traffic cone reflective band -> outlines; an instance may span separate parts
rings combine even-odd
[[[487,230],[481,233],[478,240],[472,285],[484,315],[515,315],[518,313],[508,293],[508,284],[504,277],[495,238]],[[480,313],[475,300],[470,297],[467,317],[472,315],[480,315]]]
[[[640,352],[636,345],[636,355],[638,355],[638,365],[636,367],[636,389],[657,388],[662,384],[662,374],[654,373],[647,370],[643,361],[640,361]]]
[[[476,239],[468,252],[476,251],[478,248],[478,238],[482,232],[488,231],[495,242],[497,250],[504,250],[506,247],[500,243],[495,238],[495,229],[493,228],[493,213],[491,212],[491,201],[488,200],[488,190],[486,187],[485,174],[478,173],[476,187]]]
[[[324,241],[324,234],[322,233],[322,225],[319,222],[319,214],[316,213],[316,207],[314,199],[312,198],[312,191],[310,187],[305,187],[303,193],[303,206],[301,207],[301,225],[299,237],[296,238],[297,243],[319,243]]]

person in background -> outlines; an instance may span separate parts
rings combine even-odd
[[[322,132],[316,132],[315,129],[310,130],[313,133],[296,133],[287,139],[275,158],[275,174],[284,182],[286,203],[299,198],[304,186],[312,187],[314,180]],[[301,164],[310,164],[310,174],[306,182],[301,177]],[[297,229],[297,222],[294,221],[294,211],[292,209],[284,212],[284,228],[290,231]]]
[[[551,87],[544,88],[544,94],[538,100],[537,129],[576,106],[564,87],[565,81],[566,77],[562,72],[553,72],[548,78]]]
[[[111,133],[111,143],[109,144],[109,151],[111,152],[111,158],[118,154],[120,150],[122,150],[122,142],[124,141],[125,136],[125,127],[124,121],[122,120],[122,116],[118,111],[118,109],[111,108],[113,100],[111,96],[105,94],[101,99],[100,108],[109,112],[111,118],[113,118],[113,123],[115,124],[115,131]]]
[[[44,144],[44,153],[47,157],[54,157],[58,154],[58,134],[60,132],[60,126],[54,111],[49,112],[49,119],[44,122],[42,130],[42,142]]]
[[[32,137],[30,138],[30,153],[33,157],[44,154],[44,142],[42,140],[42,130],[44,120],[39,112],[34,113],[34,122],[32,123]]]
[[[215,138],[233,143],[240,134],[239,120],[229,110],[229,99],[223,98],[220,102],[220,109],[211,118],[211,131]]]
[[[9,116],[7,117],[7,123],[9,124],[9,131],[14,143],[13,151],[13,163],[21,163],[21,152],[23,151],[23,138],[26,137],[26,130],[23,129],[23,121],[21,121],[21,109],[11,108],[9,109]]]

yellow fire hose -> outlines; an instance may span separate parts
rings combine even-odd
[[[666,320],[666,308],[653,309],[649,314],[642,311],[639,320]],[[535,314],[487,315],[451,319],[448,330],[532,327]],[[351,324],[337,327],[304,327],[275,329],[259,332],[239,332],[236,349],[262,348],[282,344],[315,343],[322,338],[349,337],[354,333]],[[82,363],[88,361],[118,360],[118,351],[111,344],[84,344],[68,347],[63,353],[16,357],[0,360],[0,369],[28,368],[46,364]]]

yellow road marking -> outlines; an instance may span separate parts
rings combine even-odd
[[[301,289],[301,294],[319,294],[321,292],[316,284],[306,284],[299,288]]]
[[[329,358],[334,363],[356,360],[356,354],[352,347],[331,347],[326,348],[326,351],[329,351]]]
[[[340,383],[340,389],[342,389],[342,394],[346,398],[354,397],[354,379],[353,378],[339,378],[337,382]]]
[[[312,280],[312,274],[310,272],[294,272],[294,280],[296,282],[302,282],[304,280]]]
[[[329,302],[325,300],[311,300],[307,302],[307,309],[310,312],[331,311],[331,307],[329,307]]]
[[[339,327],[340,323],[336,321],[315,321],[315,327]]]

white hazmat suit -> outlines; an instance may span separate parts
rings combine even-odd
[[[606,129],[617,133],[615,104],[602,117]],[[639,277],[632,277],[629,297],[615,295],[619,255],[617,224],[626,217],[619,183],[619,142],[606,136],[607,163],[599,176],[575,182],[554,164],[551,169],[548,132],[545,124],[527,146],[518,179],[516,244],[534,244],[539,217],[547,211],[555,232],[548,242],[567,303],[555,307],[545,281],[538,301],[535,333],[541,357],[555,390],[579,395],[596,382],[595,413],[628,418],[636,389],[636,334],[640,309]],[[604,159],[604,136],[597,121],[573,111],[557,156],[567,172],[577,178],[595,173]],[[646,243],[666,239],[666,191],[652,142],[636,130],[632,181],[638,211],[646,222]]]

- - - -

Write out all of the material above exactly as it appears, line for line, without adding, dropping, or changing anything.

traffic cone reflective band -> outlines; an instance may span separate parts
rings combine even-odd
[[[487,230],[481,233],[478,240],[472,285],[484,315],[515,315],[518,313],[508,293],[508,284],[504,277],[495,238]],[[480,313],[475,300],[470,297],[467,317],[472,315],[480,315]]]
[[[640,352],[636,345],[636,355],[638,355],[638,365],[636,367],[636,389],[657,388],[662,384],[662,374],[654,373],[647,370],[643,361],[640,361]]]
[[[476,239],[468,252],[476,251],[478,248],[478,238],[482,232],[488,231],[495,242],[497,250],[504,250],[506,247],[500,243],[495,238],[495,229],[493,228],[493,213],[491,212],[491,201],[488,200],[488,190],[486,187],[485,174],[478,173],[476,187]]]
[[[324,241],[324,234],[322,233],[322,225],[319,222],[319,214],[316,213],[316,207],[314,199],[312,198],[312,191],[310,187],[305,187],[303,193],[303,206],[301,207],[301,225],[299,237],[296,238],[297,243],[319,243]]]

person in background -> outlines; an instance may span separate parts
rings combine even-odd
[[[322,132],[316,132],[315,129],[310,130],[313,133],[296,133],[287,139],[275,158],[275,174],[284,182],[286,203],[299,198],[304,186],[312,187],[314,180]],[[301,164],[310,164],[310,174],[306,182],[301,177]],[[297,229],[297,222],[294,221],[294,211],[292,209],[284,212],[284,228],[290,231]]]
[[[551,87],[544,88],[544,94],[538,100],[537,129],[576,106],[564,87],[565,81],[566,77],[562,72],[553,72],[548,78]]]
[[[111,133],[111,143],[109,144],[109,151],[111,152],[111,158],[118,154],[120,150],[122,150],[122,142],[124,141],[125,136],[125,127],[124,121],[122,120],[122,116],[118,111],[118,109],[111,108],[113,100],[111,96],[105,94],[101,99],[100,108],[109,112],[111,118],[113,118],[113,123],[115,124],[115,131]]]
[[[44,144],[44,153],[47,157],[54,157],[58,154],[58,134],[60,132],[60,126],[54,111],[49,112],[49,119],[44,122],[42,130],[42,142]]]
[[[32,137],[30,138],[30,153],[33,157],[44,154],[44,142],[42,140],[42,130],[44,120],[39,112],[34,113],[34,122],[32,123]]]
[[[215,138],[233,143],[240,134],[239,120],[229,110],[229,99],[223,98],[220,102],[220,109],[211,118],[211,131]]]
[[[9,116],[7,117],[7,123],[9,124],[9,131],[14,143],[13,151],[13,163],[21,163],[21,152],[23,151],[23,138],[26,137],[26,130],[23,129],[23,121],[21,121],[21,109],[11,108],[9,109]]]

yellow fire hose -> outlines; an instance may span separate parts
rings combine even-odd
[[[666,320],[666,308],[653,309],[649,314],[642,311],[639,320]],[[535,314],[487,315],[451,319],[448,330],[532,327]],[[351,324],[337,327],[304,327],[275,329],[259,332],[239,332],[236,349],[262,348],[282,344],[315,343],[322,338],[349,337],[354,333]],[[82,363],[88,361],[118,360],[118,351],[111,344],[84,344],[68,347],[63,353],[16,357],[0,360],[0,369],[28,368],[46,364]]]

yellow road marking -> outlines; an instance may span separate parts
rings combine even-odd
[[[301,289],[301,294],[319,294],[321,292],[316,284],[306,284],[299,288]]]
[[[329,358],[334,363],[356,360],[356,354],[352,347],[331,347],[326,348],[326,351],[329,351]]]
[[[340,383],[340,389],[342,389],[342,394],[346,398],[354,397],[354,379],[353,378],[339,378],[337,382]]]
[[[312,280],[312,274],[310,272],[294,272],[294,280],[296,282],[302,282],[304,280]]]
[[[329,302],[325,300],[311,300],[307,302],[307,309],[310,312],[331,311],[331,307],[329,307]]]
[[[339,327],[340,323],[336,321],[315,321],[315,327]]]

white hazmat suit -> outlines; an instance may span separate parts
rings combine even-odd
[[[606,129],[617,133],[615,104],[602,117]],[[639,277],[632,277],[629,297],[615,295],[619,255],[617,224],[626,217],[619,183],[619,142],[606,136],[607,163],[599,176],[575,182],[554,164],[551,169],[548,132],[545,124],[527,146],[518,179],[516,244],[534,244],[539,217],[547,211],[555,232],[548,242],[567,303],[555,307],[545,281],[538,301],[535,333],[541,357],[555,390],[579,395],[596,382],[595,413],[628,418],[636,389],[636,334],[640,309]],[[604,159],[604,136],[597,121],[573,111],[557,156],[567,172],[577,178],[595,173]],[[646,243],[666,239],[666,191],[652,142],[636,130],[632,181],[638,211],[646,222]]]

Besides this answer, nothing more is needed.